■ **Direction**: Exactly as they appear, output all of the records. Skip any images.

■ **Dataset records**:

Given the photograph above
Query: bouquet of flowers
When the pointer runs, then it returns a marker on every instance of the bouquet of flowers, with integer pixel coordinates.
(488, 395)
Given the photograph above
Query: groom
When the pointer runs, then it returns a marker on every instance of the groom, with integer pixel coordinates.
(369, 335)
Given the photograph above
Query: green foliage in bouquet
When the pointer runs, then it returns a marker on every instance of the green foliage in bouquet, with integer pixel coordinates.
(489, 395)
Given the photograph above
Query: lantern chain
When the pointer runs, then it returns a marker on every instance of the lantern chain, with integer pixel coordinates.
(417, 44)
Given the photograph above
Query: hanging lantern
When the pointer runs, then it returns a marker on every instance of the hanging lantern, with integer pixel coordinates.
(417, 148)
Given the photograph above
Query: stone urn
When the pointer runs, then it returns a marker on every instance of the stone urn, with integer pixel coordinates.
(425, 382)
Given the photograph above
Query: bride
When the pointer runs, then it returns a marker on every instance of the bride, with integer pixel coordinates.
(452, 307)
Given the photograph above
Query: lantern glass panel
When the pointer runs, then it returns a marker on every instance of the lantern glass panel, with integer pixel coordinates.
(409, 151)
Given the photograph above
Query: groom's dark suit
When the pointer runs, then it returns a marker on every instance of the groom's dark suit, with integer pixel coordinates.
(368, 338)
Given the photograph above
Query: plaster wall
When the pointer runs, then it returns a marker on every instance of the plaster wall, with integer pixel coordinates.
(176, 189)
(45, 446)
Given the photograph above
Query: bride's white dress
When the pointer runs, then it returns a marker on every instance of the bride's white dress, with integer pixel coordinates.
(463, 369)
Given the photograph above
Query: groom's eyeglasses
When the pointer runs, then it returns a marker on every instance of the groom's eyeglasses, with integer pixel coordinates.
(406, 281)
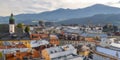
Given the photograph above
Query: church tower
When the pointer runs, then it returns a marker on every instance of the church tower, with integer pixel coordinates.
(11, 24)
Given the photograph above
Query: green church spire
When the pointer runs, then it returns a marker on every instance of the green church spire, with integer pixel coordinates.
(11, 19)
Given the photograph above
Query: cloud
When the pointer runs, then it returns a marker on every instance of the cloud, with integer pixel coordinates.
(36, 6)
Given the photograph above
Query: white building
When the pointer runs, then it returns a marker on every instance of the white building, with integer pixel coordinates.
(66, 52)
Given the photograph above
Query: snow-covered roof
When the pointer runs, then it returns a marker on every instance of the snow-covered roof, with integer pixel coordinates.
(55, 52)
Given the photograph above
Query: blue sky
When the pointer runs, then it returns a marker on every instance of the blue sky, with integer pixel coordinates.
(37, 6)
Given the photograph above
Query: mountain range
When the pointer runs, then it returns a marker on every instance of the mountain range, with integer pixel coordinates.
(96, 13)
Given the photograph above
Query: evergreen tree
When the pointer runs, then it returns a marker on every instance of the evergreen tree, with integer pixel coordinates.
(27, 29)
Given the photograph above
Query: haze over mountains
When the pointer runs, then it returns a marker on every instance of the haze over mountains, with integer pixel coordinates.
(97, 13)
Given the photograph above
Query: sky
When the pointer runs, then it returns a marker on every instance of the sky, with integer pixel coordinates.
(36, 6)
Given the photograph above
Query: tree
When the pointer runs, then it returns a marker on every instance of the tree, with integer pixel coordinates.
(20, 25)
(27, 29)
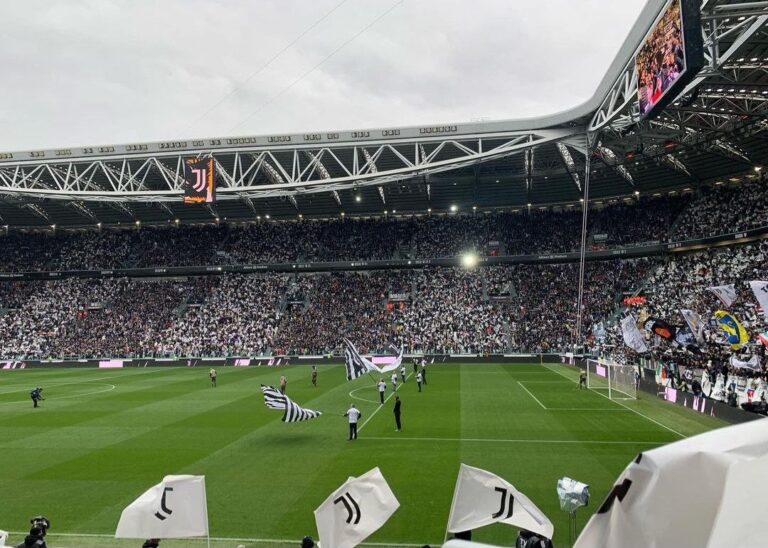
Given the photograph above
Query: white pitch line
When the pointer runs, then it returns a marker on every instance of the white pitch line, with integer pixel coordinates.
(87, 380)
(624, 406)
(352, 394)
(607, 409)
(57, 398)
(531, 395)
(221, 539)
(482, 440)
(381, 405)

■ **Solution for this exercise**:
Given the photograph above
Query: bouquet of flowers
When the pointer runs, then it returns a marker on every instance of the bouquet of flowers, with integer pixel coordinates.
(488, 395)
Given the photograph above
Query: groom
When the pointer runs, then it returns a marker on every instance of the groom, with integer pixel coordinates.
(369, 335)
Given the photograph above
Query: green foliage in bouquet
When the pointer runs, then it returns a marker on every instance of the green foliage in bouquet, with integer pixel coordinates.
(489, 395)
Given the photograph above
Query: lantern chain
When the pointer runs, then it returns a marker on every instance of the lantern chain, with integer pixel coordinates.
(417, 44)
Given the photograph above
Query: hanging lantern
When the pointer runs, then it returns a marker on every instance of the hanging lantern, with integer pixel coordinates.
(417, 148)
Given the photograph above
Query: stone urn
When the pointer runs, then it returns a marker on every instance of the stone urn, with integer pixel coordinates.
(425, 382)
Given the photograph above
Query: bride
When the pointer runs, then it returns a marker on every instance of the bride, with integer pixel coordinates.
(452, 307)
Given the photograph above
Query: lantern glass panel
When the pointer runs, then it returns a marker on every instance of the lantern glass panel, with integer pixel coordinates.
(409, 151)
Given the photograph above
Query: groom's dark suit
When the pointer runs, then it returns a marker on every instance of the groom's dark suit, with integer pixel coordinates.
(368, 338)
Given the photograph above
Query: plaster wall
When the pointer runs, then it returns a marker on every instance of the plaster wall, with integer pixel coordinates.
(176, 189)
(45, 446)
Given the photograph above
Query: bride's white dress
When the pointer runs, then it returns a marker on every instance of the bride's white dress, with integer pixel coordinates.
(463, 369)
Given the photograph above
Query: groom's eyeglasses
When the pointer runs, then it returns a marker on every instance of the groom's eyeglasses, with integer pixel coordinates.
(406, 281)
Given the photograph above
Query: church tower
When the pointer runs, then it returns a marker on every instance of the church tower, with integer pixel coordinates.
(11, 24)
Given the photograph above
Query: green church spire
When the pointer runs, then it returns a marker on every instance of the green church spire, with integer pixel coordinates.
(11, 19)
Given the photograph above
Query: cloud
When the pointer runs, then it returns a marker on every instance of the cloud, with integer pixel coordinates.
(36, 6)
Given the photograph above
Query: white building
When the pointer runs, then it returns a marker on every instance of the white building, with integer pixel coordinates.
(66, 52)
Given the photograph above
Query: snow-covered roof
When the pointer runs, then it returns a marker on every instance of the snow-covered roof, with integer pixel coordinates.
(55, 52)
Given the photograph above
Query: blue sky
When the pointer runs, then it returns a marker on every instance of the blue sky, with integer pixel coordinates.
(37, 6)
Given the photograph above
Query: mountain range
When the pointer runs, then it returns a marker on every instance of the mountain range, with integer pixel coordinates.
(96, 13)
Given the photograph above
Query: evergreen tree
When the pointer runs, then it returns a marker on every instance of the evergreen tree, with integer pixel coordinates.
(27, 29)
Given the photograph above
Query: haze over mountains
When the pointer runs, then it returns a marker on every instance of the haze over mountains, with integer pixel coordinates.
(97, 13)
Given the photograph above
Query: sky
When the pointer runs, then it returns a marker on every instance of the sky, with integer pixel coordinates.
(36, 6)
Given the photograph above
Query: tree
When the pointer runs, then it returns a marker on every instance of the tree, with integer pixel coordinates.
(20, 25)
(27, 29)
Given the photograph above
Query: white pitch line
When the pointer runs, then it returns a marker on every instance of the white pitch line, with integer pixel coordinates.
(87, 380)
(624, 406)
(352, 394)
(607, 409)
(57, 398)
(531, 395)
(221, 539)
(482, 440)
(381, 405)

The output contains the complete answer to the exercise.